— Begin Provided information —

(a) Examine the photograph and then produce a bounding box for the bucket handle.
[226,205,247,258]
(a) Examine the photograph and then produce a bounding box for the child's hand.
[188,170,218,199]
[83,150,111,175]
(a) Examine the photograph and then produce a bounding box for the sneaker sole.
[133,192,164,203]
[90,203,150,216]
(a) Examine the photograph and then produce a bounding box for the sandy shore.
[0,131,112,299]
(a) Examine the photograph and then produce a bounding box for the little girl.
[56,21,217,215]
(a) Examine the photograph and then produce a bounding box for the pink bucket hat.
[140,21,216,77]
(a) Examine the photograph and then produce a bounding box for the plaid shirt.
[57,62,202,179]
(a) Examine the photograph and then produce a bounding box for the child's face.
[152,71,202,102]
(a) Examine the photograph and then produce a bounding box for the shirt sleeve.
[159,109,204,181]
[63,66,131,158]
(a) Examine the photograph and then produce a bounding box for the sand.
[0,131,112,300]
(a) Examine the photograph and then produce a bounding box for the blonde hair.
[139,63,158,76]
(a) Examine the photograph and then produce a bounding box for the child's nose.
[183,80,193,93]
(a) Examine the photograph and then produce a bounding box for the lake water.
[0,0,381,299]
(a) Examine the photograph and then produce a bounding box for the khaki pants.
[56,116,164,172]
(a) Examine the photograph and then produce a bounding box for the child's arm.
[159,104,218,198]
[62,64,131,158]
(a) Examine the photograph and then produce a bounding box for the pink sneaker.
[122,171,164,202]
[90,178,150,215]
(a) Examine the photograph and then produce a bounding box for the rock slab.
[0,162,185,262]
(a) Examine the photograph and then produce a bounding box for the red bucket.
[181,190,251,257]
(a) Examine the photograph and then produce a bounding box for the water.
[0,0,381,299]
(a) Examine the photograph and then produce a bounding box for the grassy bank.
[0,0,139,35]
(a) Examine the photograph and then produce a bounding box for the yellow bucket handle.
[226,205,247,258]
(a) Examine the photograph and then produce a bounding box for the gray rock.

— End Provided information —

What is asked:
Reproduce all of the entries above word for word, keeping every line in its original order.

The solution:
(a) Examine the photograph and then produce a bounding box for the bucket handle.
[226,205,247,258]
(a) Examine the photograph and then produce a bounding box for the child's hand.
[188,170,218,199]
[83,150,111,175]
(a) Examine the photograph and then produce a bounding box for the sneaker sole.
[133,192,164,203]
[90,203,150,216]
(a) Examine the photograph and then produce a bounding box for the sandy shore.
[0,131,112,299]
(a) Examine the photograph and then produce a bounding box for the little girl.
[56,21,217,215]
(a) Examine the photograph and then produce a bounding box for the pink bucket hat.
[140,21,216,77]
(a) Examine the photograph and then produce a bounding box for the plaid shirt.
[57,62,202,179]
(a) Examine the photograph and then produce a bounding box for the child's face.
[152,71,202,102]
(a) Examine the photograph and then produce a bounding box for the shirt sleeve.
[159,109,204,181]
[63,66,131,158]
(a) Examine the photograph and then produce a bounding box for the sand.
[0,131,112,300]
(a) Examine the photograph and then produce a bounding box for the blonde hair.
[139,63,158,76]
(a) Examine the photograph and then produce a bounding box for the child's nose.
[183,80,193,93]
(a) Examine the photograph and then produce a bounding box for the lake water.
[0,0,381,299]
(a) Examine the photograph and then produce a bounding box for the khaki pants.
[56,116,164,172]
(a) Examine the photograph and then produce a bounding box for the child's arm.
[159,104,218,198]
[62,64,131,158]
(a) Examine the photograph and then produce a bounding box for the pink sneaker.
[122,171,164,202]
[90,178,150,215]
(a) Examine the photograph and then produce a bounding box for the rock slab.
[0,162,185,262]
(a) Examine the photograph and then produce a bounding box for the red bucket.
[181,190,251,257]
(a) Examine the photograph and then produce a bounding box for the water.
[0,0,381,299]
(a) Examine the photograph and then produce a bounding box for the grassy bank.
[0,0,139,35]
(a) Examine the photograph and then produce a bounding box for the yellow bucket handle.
[226,205,247,258]
(a) Examine the photograph and then produce a bounding box for the gray rock.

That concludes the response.